(Dataset records)
◇ ◇ ◇ ◇ ◇
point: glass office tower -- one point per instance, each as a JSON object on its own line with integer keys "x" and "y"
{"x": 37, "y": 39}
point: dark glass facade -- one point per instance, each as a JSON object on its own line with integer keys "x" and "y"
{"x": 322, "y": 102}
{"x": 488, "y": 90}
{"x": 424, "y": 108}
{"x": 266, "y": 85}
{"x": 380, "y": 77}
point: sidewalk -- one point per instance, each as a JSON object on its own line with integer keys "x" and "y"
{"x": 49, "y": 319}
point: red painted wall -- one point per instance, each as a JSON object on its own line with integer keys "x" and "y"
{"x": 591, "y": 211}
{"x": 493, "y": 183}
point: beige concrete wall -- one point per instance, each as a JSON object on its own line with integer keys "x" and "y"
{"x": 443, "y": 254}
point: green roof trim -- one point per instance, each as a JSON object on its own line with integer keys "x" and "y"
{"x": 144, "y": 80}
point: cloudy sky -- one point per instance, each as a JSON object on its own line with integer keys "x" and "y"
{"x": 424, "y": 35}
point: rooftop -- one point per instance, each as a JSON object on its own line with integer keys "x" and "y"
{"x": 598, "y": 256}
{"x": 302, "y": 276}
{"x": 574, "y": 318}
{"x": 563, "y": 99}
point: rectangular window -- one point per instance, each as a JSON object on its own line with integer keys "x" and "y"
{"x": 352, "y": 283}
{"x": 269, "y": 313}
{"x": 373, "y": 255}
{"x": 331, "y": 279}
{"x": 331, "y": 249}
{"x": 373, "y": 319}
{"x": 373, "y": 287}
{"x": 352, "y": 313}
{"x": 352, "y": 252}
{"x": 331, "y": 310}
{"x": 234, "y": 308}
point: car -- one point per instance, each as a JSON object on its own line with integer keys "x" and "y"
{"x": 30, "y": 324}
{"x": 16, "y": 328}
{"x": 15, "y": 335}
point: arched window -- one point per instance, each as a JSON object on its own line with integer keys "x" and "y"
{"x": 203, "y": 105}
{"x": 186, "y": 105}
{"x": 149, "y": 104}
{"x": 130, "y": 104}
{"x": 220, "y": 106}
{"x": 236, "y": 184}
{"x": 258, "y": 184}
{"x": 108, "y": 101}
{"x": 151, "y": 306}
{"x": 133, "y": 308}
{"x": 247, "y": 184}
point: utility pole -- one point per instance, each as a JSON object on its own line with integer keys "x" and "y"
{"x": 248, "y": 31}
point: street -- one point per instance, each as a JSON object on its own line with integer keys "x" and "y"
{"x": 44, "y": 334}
◇ ◇ ◇ ◇ ◇
- Exercise
Copy out the lines word for word, starting at the line that contains "point: car -- one" and ending at the last line of the records.

- Correct result
point: car -- one point per instance, each as a JSON object on its own line with integer keys "x" and "y"
{"x": 30, "y": 324}
{"x": 16, "y": 328}
{"x": 15, "y": 335}
point: arched window -- one point per instance, each as a JSON object on its own line with integer keys "x" and "y"
{"x": 203, "y": 105}
{"x": 186, "y": 105}
{"x": 149, "y": 104}
{"x": 130, "y": 104}
{"x": 220, "y": 106}
{"x": 236, "y": 184}
{"x": 258, "y": 184}
{"x": 108, "y": 101}
{"x": 151, "y": 306}
{"x": 133, "y": 308}
{"x": 247, "y": 184}
point: utility pole -- one point per instance, each as a JSON object on its own line with integer keys "x" and "y"
{"x": 248, "y": 31}
point: street -- one point per instance, each as a JSON object on its own line with integer keys "x" and "y"
{"x": 44, "y": 334}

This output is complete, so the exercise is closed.